» **Fragmento del documento**:
════
En su propuesta, la comisaria Marta Ruiz del Árbol, conservadora de Pintura Moderna del Museo Thyssen, ha hallado en los viajes ese hilván que une y amplifica la intensa actividad profesional desplegada a lo largo de siete décadas por Georgia O’Keeffe. Para la artista, que guardaba celosamente el material que había ido atesorando en cada travesía en cajas –las travel boxes–, conservadas hoy en el museo que lleva su nombre en Santa Fe, el viaje era, además de propiciador de nuevos temas, parte fundamental de su proceso creativo. “Encontrar la sensación de infinito en la línea del horizonte o simplemente en la próxima colina”, anotaría la pintora, para quien la actividad de caminar, unida a la de recolectar, inauguraba cualquier acción artística. 

En toda su vida nunca dejó de viajar. Por Estados Unidos, en primer lugar, y por todos los continentes del planeta en el último tercio de su vida. Desde las planicies y cañones de Texas a los paisajes urbanos, en los que captó la rápida transformación de Manhattan en la ciudad de los rascacielos. Sus obras también dieron cabida a las tormentas del lago George o las espectaculares formaciones geológicas del Sudoeste americano. Igual ocurrió con sus largos recorridos a pie por el paisaje agreste de Nuevo México, donde se ocupada de recoger flores y piedras, o con sus vuelos transoceánicos, plasmados en unas pinturas que representan horizontes de múltiples tonos o que recuerdan a los ríos serpenteantes observados desde la ventanilla del avión.
════
» **Datos proporcionados**:
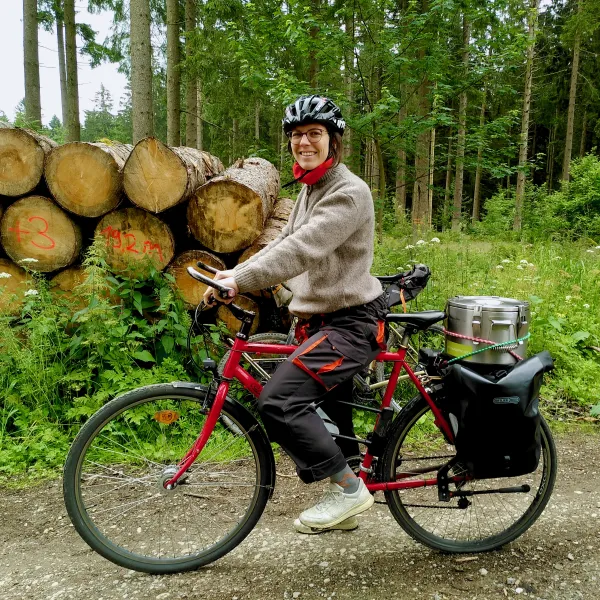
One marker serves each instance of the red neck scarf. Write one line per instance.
(311, 177)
════
» **Tareas**:
[1] Devuelve del texto sobre Georgia O'Keeffe todo lo que va desde "En su propuesta, la" hasta "cualquier acción artística.".
[2] Escribe la continuación del texto sobre los viajes de Georgia O'Keeffe a partir de su última oración.

» **Resultados**:
[1]
En su propuesta, la comisaria Marta Ruiz del Árbol, conservadora de Pintura Moderna del Museo Thyssen, ha hallado en los viajes ese hilván que une y amplifica la intensa actividad profesional desplegada a lo largo de siete décadas por Georgia O’Keeffe. Para la artista, que guardaba celosamente el material que había ido atesorando en cada travesía en cajas –las travel boxes–, conservadas hoy en el museo que lleva su nombre en Santa Fe, el viaje era, además de propiciador de nuevos temas, parte fundamental de su proceso creativo. “Encontrar la sensación de infinito en la línea del horizonte o simplemente en la próxima colina”, anotaría la pintora, para quien la actividad de caminar, unida a la de recolectar, inauguraba cualquier acción artística.

[2]
De sus recorridos, quedó gratamente impresionada por España, que pisó en dos ocasiones, en 1953 y 1954. En la primera de ellas entró por el  País Vasco procedente desde Francia y visitó las cuevas de Altamira antes de llegar a Madrid, donde le fascinó el Museo del Prado, particularmente Francisco de Goya. Quizá fueran las obras del aragonés lo que la animó a emprender un segundo viaje apenas transcurrido un año. Entre los meses de marzo y mayo de 1954, la pintora estadounidense vivió la Semana Santa y la Feria de Sevilla, asistiendo el 29 de abril de a uno de los festejos taurinos en la plaza de la Maestranza a tenor del programa de mano que se conserva en los archivos de la pintora, quien llegó a registrar el colorido del traje de dos de los toreros (Manolo Vázquez, rojo, y Juan Posada, lavanda).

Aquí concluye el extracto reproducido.